--- BEGIN DATA ---

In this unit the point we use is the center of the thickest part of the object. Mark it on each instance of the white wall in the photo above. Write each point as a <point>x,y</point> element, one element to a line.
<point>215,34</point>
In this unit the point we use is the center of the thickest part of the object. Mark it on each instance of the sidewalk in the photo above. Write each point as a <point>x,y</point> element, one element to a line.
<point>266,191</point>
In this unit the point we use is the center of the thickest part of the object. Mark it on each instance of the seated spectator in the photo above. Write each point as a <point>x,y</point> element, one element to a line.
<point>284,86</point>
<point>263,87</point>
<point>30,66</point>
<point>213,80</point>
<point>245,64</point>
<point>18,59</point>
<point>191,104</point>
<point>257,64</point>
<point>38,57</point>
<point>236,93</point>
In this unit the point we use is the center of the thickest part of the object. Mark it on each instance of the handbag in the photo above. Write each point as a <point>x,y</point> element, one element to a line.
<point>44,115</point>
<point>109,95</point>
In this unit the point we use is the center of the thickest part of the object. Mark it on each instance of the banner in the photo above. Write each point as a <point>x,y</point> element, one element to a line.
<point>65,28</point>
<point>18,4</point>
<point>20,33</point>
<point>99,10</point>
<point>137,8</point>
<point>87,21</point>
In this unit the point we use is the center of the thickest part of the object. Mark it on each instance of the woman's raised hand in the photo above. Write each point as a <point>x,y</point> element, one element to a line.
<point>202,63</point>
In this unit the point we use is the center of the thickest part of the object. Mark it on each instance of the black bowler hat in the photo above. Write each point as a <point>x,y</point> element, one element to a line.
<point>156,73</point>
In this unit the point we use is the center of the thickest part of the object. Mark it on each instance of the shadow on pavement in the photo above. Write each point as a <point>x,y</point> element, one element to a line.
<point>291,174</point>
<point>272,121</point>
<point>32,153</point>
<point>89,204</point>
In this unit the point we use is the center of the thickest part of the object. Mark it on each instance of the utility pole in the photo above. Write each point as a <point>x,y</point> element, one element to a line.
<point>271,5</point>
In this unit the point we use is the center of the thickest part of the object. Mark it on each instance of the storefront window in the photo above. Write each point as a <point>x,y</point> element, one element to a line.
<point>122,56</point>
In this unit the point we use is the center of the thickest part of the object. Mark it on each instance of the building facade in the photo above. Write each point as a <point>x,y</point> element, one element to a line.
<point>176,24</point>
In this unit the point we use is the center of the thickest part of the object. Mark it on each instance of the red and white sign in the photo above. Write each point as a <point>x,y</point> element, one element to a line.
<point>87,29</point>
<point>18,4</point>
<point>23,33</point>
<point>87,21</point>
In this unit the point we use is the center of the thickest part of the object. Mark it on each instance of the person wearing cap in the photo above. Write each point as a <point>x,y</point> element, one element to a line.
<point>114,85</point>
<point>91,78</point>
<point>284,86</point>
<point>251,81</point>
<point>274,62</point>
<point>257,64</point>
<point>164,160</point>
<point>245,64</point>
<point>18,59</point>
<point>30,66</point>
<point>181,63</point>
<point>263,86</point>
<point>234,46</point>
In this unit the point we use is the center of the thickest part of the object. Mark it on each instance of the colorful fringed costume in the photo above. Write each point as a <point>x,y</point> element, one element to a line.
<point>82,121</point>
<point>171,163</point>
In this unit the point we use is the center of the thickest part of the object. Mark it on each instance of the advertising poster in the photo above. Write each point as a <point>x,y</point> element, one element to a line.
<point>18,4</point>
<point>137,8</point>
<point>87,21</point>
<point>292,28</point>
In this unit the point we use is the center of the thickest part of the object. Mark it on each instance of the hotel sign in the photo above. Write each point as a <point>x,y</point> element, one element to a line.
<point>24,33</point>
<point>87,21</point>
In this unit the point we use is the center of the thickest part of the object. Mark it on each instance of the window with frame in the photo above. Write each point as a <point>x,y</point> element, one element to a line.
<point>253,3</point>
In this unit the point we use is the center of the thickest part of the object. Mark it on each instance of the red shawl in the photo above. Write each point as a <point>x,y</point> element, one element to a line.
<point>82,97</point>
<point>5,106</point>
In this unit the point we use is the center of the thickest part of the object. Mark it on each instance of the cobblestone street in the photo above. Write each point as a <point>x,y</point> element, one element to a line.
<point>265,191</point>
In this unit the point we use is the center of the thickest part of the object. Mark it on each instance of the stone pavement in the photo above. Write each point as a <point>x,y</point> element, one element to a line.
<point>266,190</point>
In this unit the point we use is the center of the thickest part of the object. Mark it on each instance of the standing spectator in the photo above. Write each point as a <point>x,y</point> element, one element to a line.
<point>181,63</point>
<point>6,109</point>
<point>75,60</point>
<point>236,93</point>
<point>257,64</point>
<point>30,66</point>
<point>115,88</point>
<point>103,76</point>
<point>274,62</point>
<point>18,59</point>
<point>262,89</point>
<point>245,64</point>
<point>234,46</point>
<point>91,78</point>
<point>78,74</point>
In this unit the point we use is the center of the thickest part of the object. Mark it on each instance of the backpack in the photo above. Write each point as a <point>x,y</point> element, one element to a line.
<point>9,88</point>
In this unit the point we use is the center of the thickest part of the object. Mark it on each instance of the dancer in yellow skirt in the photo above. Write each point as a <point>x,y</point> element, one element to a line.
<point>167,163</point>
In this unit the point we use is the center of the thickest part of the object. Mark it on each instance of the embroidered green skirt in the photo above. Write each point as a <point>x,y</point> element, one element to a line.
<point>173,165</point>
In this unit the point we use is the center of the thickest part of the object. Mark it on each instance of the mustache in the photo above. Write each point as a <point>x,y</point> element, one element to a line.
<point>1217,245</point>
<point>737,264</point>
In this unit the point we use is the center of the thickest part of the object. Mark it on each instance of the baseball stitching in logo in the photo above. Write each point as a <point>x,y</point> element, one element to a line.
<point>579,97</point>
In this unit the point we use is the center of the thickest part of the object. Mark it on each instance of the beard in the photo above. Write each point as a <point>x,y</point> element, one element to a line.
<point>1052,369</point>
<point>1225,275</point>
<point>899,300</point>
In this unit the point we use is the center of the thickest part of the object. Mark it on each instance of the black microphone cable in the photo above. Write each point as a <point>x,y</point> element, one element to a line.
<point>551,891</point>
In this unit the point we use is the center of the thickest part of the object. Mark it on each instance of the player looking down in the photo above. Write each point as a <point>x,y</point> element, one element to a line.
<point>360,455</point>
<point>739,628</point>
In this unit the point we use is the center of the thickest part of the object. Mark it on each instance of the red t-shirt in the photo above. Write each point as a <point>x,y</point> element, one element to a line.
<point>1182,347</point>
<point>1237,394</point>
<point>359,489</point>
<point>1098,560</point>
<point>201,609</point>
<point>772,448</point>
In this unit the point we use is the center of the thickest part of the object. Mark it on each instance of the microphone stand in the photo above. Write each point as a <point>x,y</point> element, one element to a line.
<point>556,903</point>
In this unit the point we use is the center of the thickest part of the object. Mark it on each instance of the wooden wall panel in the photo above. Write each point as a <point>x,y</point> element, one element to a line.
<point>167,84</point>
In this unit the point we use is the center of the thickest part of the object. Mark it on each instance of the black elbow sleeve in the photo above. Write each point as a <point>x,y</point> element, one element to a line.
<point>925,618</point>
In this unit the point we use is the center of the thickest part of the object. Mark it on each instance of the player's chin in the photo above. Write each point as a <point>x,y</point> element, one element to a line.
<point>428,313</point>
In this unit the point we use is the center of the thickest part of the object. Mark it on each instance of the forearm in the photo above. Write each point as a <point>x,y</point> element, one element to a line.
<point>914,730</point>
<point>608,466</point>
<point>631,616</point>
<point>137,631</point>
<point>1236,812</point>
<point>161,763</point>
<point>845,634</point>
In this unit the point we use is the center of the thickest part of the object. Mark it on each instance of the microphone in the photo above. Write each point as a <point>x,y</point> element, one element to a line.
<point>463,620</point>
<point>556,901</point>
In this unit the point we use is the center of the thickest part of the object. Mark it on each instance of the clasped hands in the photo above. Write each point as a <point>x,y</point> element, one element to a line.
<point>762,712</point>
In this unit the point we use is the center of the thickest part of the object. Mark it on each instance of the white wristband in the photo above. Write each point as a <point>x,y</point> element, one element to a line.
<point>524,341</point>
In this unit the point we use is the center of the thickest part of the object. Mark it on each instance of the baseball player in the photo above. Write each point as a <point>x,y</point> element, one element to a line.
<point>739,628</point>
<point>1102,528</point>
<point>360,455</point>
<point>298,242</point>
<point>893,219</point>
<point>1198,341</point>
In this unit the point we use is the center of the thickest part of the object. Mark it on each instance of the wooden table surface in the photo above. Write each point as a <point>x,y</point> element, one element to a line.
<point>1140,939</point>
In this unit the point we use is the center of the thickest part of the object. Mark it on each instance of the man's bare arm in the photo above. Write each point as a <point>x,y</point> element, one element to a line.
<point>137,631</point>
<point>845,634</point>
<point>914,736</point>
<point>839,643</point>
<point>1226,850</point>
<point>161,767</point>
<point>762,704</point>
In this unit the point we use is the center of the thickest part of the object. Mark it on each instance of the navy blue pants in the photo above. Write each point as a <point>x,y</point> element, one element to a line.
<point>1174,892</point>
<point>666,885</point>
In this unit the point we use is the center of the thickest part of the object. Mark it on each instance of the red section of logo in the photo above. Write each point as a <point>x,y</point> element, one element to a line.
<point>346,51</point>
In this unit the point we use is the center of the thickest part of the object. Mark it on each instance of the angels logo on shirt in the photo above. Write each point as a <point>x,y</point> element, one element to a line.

--- END DATA ---

### WHAT IS ASKED
Present the records from the line containing "of the window" up to and including the line containing "<point>253,3</point>" as a Markdown table with the columns No. and Line, numbering each line and leaving out any blank lines.

### PROBLEM SOLUTION
| No. | Line |
|---|---|
| 1 | In this unit the point we use is the center of the thickest part of the object. Mark it on each instance of the window with frame in the photo above. Write each point as a <point>x,y</point> element, one element to a line. |
| 2 | <point>253,3</point> |